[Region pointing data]
------------
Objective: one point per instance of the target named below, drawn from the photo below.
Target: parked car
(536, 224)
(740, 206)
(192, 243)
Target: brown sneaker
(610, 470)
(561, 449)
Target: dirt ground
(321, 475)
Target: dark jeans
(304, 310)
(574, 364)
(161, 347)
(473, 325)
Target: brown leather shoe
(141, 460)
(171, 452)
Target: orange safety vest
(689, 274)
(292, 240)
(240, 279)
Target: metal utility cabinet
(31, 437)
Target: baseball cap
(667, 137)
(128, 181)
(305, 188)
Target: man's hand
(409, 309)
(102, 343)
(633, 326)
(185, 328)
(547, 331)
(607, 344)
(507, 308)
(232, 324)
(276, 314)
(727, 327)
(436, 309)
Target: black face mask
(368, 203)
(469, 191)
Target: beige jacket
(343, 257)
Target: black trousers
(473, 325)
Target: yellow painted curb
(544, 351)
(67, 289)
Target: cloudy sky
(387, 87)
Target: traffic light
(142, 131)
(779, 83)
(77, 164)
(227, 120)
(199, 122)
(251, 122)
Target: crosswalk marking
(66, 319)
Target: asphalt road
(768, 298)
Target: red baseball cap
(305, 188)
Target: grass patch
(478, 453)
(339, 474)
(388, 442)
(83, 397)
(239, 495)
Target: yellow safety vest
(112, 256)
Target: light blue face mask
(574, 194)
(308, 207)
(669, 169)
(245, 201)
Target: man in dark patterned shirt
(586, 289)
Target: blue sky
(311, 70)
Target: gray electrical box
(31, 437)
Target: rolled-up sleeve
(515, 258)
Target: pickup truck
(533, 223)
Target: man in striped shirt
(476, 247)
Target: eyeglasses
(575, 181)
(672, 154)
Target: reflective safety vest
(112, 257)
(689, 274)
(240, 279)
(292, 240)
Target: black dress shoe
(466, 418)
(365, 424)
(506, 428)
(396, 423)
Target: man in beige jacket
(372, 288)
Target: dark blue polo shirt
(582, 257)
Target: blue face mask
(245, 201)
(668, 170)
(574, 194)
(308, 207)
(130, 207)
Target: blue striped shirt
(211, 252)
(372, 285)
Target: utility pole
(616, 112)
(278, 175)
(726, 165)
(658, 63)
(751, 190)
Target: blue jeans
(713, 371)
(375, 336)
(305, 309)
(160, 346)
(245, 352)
------------
Work request.
Word for word, write out all the lines shown above.

Solution below.
Objective: one point per instance of the target named below, drawn from the photo below.
Target: parked car
(536, 224)
(740, 206)
(192, 243)
Target: brown sneaker
(610, 470)
(561, 449)
Target: dirt ground
(321, 475)
Target: dark jeans
(304, 310)
(574, 364)
(161, 347)
(473, 325)
Target: brown leather shoe
(141, 460)
(171, 452)
Target: orange safety vest
(689, 274)
(292, 240)
(240, 279)
Target: metal utility cabinet
(31, 437)
Target: baseball cap
(667, 137)
(128, 181)
(305, 188)
Target: man's hand
(409, 309)
(102, 343)
(633, 326)
(185, 328)
(547, 331)
(607, 344)
(507, 308)
(232, 324)
(276, 314)
(727, 327)
(436, 309)
Target: black face mask
(368, 203)
(469, 191)
Target: beige jacket
(343, 257)
Target: black trousers
(473, 325)
Target: yellow painted curb
(544, 351)
(67, 289)
Target: cloudy sky
(387, 87)
Target: traffic light
(142, 131)
(779, 83)
(77, 164)
(227, 120)
(199, 122)
(251, 122)
Target: crosswalk marking
(66, 319)
Target: asphalt road
(768, 298)
Target: red baseball cap
(305, 188)
Target: grass patch
(478, 453)
(339, 474)
(388, 442)
(83, 397)
(239, 495)
Target: yellow safety vest
(112, 256)
Target: light blue face mask
(574, 194)
(308, 207)
(669, 169)
(245, 201)
Target: man in dark patterned shirt
(586, 289)
Target: blue sky
(311, 70)
Target: gray electrical box
(31, 437)
Target: rolled-up sleeve
(515, 258)
Target: pickup truck
(533, 223)
Target: man in striped shirt
(476, 247)
Target: eyeglasses
(575, 181)
(672, 154)
Target: reflective safety vest
(112, 257)
(689, 274)
(240, 279)
(292, 240)
Target: black dress shoe
(466, 418)
(365, 424)
(506, 428)
(396, 423)
Target: man in beige jacket
(372, 288)
Target: dark blue polo shirt
(582, 257)
Target: blue face mask
(245, 201)
(668, 170)
(574, 194)
(308, 207)
(130, 207)
Target: blue striped shirt
(211, 252)
(372, 285)
Target: utility pole
(616, 112)
(278, 175)
(726, 165)
(658, 63)
(751, 190)
Target: blue jeans
(713, 371)
(375, 336)
(305, 309)
(160, 346)
(245, 352)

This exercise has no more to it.